Excerpts from a point labeling dataset

★ ★ ★ ★ ★

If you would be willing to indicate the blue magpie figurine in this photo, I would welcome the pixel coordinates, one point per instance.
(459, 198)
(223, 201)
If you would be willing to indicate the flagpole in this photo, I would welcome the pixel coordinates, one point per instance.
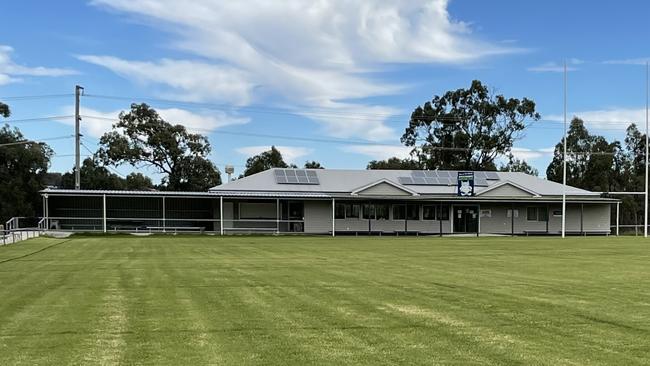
(645, 214)
(564, 160)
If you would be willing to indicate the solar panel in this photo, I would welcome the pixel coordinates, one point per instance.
(295, 176)
(419, 180)
(492, 175)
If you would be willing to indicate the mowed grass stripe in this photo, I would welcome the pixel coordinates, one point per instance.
(319, 300)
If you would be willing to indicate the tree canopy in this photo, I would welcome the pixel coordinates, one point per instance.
(266, 160)
(592, 163)
(467, 128)
(394, 163)
(313, 165)
(518, 165)
(23, 168)
(143, 138)
(96, 176)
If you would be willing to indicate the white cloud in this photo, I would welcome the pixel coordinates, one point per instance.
(294, 53)
(290, 154)
(379, 152)
(191, 80)
(629, 61)
(95, 123)
(614, 118)
(557, 67)
(9, 69)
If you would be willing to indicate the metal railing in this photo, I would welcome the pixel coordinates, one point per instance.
(21, 228)
(170, 225)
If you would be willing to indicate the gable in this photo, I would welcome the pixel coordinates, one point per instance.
(506, 190)
(382, 189)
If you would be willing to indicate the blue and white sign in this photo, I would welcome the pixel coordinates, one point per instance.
(465, 184)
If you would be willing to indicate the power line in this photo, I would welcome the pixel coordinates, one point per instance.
(32, 97)
(36, 119)
(37, 141)
(317, 112)
(352, 142)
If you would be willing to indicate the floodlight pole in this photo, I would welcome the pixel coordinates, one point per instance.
(78, 90)
(564, 160)
(645, 214)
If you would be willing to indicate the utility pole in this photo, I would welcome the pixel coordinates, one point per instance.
(78, 91)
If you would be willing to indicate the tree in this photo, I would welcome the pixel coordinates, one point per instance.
(467, 128)
(313, 165)
(592, 162)
(138, 182)
(517, 165)
(142, 137)
(264, 161)
(394, 163)
(94, 176)
(22, 171)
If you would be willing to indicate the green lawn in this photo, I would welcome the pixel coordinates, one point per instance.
(196, 300)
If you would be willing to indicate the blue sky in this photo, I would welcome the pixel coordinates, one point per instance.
(317, 70)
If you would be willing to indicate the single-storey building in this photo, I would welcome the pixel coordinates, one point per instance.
(334, 202)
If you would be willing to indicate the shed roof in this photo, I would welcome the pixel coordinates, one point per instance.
(340, 181)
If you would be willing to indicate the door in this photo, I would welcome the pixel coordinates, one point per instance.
(465, 219)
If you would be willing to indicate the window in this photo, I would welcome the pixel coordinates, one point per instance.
(537, 214)
(352, 211)
(412, 212)
(399, 212)
(429, 212)
(339, 211)
(368, 211)
(531, 214)
(443, 213)
(381, 211)
(542, 214)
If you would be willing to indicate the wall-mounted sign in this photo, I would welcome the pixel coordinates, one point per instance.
(465, 184)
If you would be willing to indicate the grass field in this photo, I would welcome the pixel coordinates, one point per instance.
(321, 300)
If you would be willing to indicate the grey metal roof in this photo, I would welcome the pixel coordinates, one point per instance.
(339, 181)
(99, 192)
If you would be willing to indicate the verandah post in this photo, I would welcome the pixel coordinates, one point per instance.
(103, 214)
(221, 214)
(333, 217)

★ ★ ★ ★ ★

### EXERCISE
Convert all of the records above into a two-column CSV with the headers "prompt" and "points". Make one row per record, putting its text and its answer each in a single quoted field with line breaks replaced by spaces, and leave out the pictures.

### WRITTEN RESPONSE
prompt,points
"If you would be willing to indicate the blue magpie figurine in this photo, I would welcome the pixel coordinates, one point per instance.","(459, 198) (223, 201)"
"If you would be willing to indicate the flagpole in this photo, I would welcome the pixel coordinates, one point per instance.","(645, 214) (564, 160)"
"If you would be willing to indicate the solar panel in this photo, I would welcome the pixel coordinates, one point per instance.","(295, 176) (419, 180) (492, 175)"
"If you would be willing to indicate the mowed grass stripe in this photo, I would welcome the pixel coordinates, one point per instance.","(319, 300)"
"If you would be willing to indicate the tree canopy in this photo, I would welcome the pixel coordinates, one point per instance.","(266, 160) (592, 163) (467, 128) (394, 163) (313, 165) (518, 165) (23, 168) (143, 138) (96, 176)"
"If you would be willing to indicate the white cloud in this photo, I would welcome the pixel coordinates, one point per instance.","(294, 53) (290, 154) (379, 152) (191, 80) (629, 61) (95, 123) (614, 118) (557, 67) (9, 69)"
"If you would be willing to indicate the metal railing in this photo, I would welcome the pixel coordinates, one point per instance.","(21, 228) (170, 225)"
"If you would be willing to indicate the gable in this photo, I would welcome the pixel coordinates, one point per instance.","(506, 190) (382, 189)"
"If you would be willing to indicate the blue and white sign in this photo, I would welcome the pixel coordinates, one point per instance.","(465, 184)"
"If you would be willing to indicate the power line in this photo, I would welcome the pixel coordinates, one point per instance.","(32, 97) (36, 119) (37, 141) (317, 112) (352, 142)"
"If you would be willing to indicate the floodlight pole in this photo, I would welcome the pixel coordinates, one point per instance.","(78, 90) (564, 160) (645, 214)"
"If you would be willing to indicate the utility pole in this photo, I would welcome the pixel coordinates, one point per instance.","(78, 91)"
"If you would be willing to indicate the tree in this photo, I would welcome the pixel coordinates, one point per instance.","(467, 128) (313, 165) (592, 162) (138, 182) (517, 165) (142, 137) (264, 161) (394, 163) (94, 176) (22, 171)"
"If you would be willing to indicate the green lawn in this photo, I would welcome the pixel coordinates, one point per instance.","(196, 300)"
"If you would be willing to indicate the blue sky in this photo, I would welcome the pixel coordinates, one point per instance.","(317, 70)"
"If you would be willing to indicate the single-storey building in this photo, I would welcome the pixel coordinates, one point per instance.","(334, 202)"
"If you would be willing to indicate the shed roof in this photo, I would welcome the pixel coordinates, one point per instance.","(340, 181)"
"If you would be willing to indicate the door in this photo, I would welcome the pixel coordinates, one point per instance.","(465, 219)"
"If you would be willing to indicate the window in this photo, I would welcome the pixel coordinates, one point per instance.","(537, 214) (352, 211) (412, 212) (399, 212) (429, 212) (339, 211) (368, 211) (531, 214) (443, 213) (381, 211) (542, 214)"
"If you would be willing to indicate the wall-mounted sign in this photo, I would welcome the pixel coordinates, one point per instance.","(465, 184)"
"If you would be willing to indicate the grass field in this photo, I would welcome the pixel coordinates, one point per instance.","(321, 300)"
"If you would be willing to indicate the grey metal roof in this photo, I would welcome the pixel coordinates, one point per instance.","(339, 181) (99, 192)"
"If you would be willing to indicate the verandah post in this photo, I would welcome the pixel coordinates, one point per instance.","(103, 214) (221, 214) (333, 217)"